Could every line below be written out exactly as it appears?
===== DATASET EXTRACT =====
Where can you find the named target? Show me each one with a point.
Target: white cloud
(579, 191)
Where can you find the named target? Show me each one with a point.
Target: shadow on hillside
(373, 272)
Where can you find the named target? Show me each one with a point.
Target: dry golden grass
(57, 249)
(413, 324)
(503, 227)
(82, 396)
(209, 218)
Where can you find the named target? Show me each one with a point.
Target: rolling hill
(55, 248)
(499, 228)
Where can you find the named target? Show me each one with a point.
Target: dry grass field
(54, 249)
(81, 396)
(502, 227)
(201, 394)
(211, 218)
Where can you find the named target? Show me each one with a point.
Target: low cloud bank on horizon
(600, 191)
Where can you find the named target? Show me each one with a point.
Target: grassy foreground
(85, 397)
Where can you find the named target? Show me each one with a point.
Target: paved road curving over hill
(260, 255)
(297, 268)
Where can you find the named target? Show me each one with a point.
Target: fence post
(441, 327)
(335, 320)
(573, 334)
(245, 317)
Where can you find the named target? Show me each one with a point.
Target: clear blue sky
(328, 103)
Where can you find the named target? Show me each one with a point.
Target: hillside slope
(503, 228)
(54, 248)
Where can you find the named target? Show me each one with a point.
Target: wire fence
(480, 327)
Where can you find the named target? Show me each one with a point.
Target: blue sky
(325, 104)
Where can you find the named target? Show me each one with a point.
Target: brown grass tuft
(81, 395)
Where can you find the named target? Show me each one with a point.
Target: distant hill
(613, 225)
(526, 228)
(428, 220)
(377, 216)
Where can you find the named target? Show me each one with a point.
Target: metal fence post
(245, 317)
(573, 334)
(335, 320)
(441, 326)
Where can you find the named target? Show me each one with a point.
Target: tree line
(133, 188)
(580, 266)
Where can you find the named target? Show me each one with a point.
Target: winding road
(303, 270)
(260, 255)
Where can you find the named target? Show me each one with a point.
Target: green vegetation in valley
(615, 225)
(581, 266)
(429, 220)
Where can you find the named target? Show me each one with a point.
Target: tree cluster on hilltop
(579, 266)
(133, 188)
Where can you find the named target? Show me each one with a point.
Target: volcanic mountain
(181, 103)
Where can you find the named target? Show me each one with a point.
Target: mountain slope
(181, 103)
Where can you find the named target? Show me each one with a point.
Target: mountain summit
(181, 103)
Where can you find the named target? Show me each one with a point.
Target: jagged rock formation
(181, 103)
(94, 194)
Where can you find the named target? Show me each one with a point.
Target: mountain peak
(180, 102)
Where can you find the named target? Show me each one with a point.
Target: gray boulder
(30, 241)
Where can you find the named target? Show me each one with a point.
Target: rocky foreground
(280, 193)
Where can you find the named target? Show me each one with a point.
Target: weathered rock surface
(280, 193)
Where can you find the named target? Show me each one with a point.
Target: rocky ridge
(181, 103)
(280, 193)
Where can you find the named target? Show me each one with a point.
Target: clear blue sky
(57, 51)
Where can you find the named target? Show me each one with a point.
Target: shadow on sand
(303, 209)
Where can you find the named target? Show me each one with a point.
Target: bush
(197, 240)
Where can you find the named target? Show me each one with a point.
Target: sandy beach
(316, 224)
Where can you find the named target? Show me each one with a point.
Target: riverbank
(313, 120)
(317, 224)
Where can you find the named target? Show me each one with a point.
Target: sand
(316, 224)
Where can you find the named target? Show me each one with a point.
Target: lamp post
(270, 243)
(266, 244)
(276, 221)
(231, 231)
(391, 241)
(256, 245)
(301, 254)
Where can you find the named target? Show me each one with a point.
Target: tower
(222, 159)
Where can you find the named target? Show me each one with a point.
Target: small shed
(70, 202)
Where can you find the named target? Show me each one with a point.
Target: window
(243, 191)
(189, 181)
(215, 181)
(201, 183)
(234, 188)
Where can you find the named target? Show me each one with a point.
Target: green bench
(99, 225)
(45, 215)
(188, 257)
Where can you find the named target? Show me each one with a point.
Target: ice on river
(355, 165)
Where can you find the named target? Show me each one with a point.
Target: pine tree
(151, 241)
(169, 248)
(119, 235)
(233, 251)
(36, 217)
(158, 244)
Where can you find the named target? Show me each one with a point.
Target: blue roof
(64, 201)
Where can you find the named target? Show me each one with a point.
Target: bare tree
=====
» YOUR SOLUTION:
Where can you find the named target? Show me each one with a point.
Target: white cloud
(579, 191)
Where can you find the named target? Show me each one with a point.
Target: shadow on hillside
(373, 272)
Where can you find the named target? Show me each one with a point.
Target: dry golden grass
(57, 249)
(413, 324)
(503, 227)
(82, 396)
(209, 218)
Where can you find the named target? Show me each one with a point.
Target: rolling hill
(55, 248)
(499, 228)
Where can you find the named target? Show me each one with a point.
Target: dry grass field
(54, 249)
(81, 396)
(502, 227)
(201, 394)
(211, 218)
Where can you find the named target? Show me each one with a point.
Target: low cloud bank on horizon
(600, 191)
Where can you find the named target? Show me each one with a point.
Target: grassy foreground
(85, 397)
Where can you find the named target? Show me each one with a point.
Target: paved road curving over hill
(260, 255)
(297, 268)
Where can you find the named target? Show me each one with a point.
Target: fence post
(441, 327)
(335, 320)
(573, 334)
(245, 317)
Where can you find the named target? Show me each one with a point.
Target: clear blue sky
(328, 103)
Where can you find the named target? Show me each one with a point.
Target: hillside slope
(503, 228)
(54, 248)
Where can you find the named target? Show me each one with a point.
Target: wire fence
(480, 327)
Where can you find the named target? Show me each one with a point.
Target: blue sky
(325, 104)
Where can you find the named target? Show me each one with a point.
Target: brown grass tuft
(81, 395)
Where can you find the named target? Show me each one with a point.
Target: distant hill
(613, 225)
(526, 228)
(428, 220)
(377, 216)
Where can you find the named target? Show me each one with a point.
Target: metal fence post
(245, 317)
(573, 334)
(335, 320)
(441, 326)
Where can you find the named target? Show me each one with a point.
Target: tree line
(133, 188)
(580, 266)
Where can you find the named target? Show me each one with a point.
Target: winding road
(303, 270)
(260, 255)
Where can you find the named target? Show me each one with a point.
Target: green vegetation in valley
(615, 225)
(581, 266)
(429, 220)
Where can you find the named target? Show me each one with a point.
Target: tree cluster on hilltop
(579, 266)
(133, 188)
Where can you find the named target? Show me each one with a point.
Target: volcanic mountain
(181, 103)
Where can you find the named target? Show me each one with a point.
Target: mountain slope
(181, 103)
Where can you find the named target? Show me each one with a point.
Target: mountain summit
(181, 103)
Where can you find the named target? Show me each one with a point.
Target: jagged rock formation
(181, 103)
(94, 194)
Where can you find the named target? Show me each one with a point.
Target: mountain peak
(180, 102)
Where can you find the named target? Show me each one with a point.
Target: gray boulder
(30, 241)
Where can you find the named target? Show me each one with a point.
Target: rocky foreground
(280, 193)
Where can you find the named target? Show me each one with a point.
Target: weathered rock surface
(280, 193)
Where can you find the named target? Show me each one with a point.
Target: rocky ridge
(181, 103)
(280, 193)
Where can you find the named target? Show me each one with a point.
Target: clear blue sky
(57, 51)
Where can you find the named target? Show me each one with a point.
Target: shadow on sand
(303, 209)
Where can you find the named target? Show me each one with a point.
Target: bush
(197, 240)
Where can you find the named target? Show me each one with a point.
Target: sandy beach
(316, 224)
Where can you find the named target? Show me each one with a point.
Target: riverbank
(313, 120)
(317, 224)
Where can you find the named target? Show me each one with a point.
Target: sand
(316, 224)
Where can you find the named target? Show me each one with a point.
Target: lamp post
(270, 243)
(266, 244)
(276, 221)
(231, 231)
(391, 241)
(256, 245)
(301, 254)
Where can you find the named target? Show me each one with a point.
Target: tower
(222, 159)
Where can you find the named target? Show me each one with a point.
Target: small shed
(70, 202)
Where can you find the named target? Show me each one with a point.
Target: window
(243, 191)
(189, 181)
(215, 181)
(201, 183)
(234, 188)
Where can you find the named target? Show me each one with a point.
Target: green bench
(99, 225)
(45, 215)
(188, 257)
Where can you find the named target? Show me each one with a point.
Target: ice on river
(355, 165)
Where can you find the named target? Show me each one with a point.
Target: pine tree
(151, 241)
(169, 248)
(119, 235)
(233, 251)
(36, 217)
(158, 244)
Where can you find the named target? Show me each one with a point.
Target: blue roof
(64, 201)
Where can you find the named target? Show me each one with a point.
Target: bare tree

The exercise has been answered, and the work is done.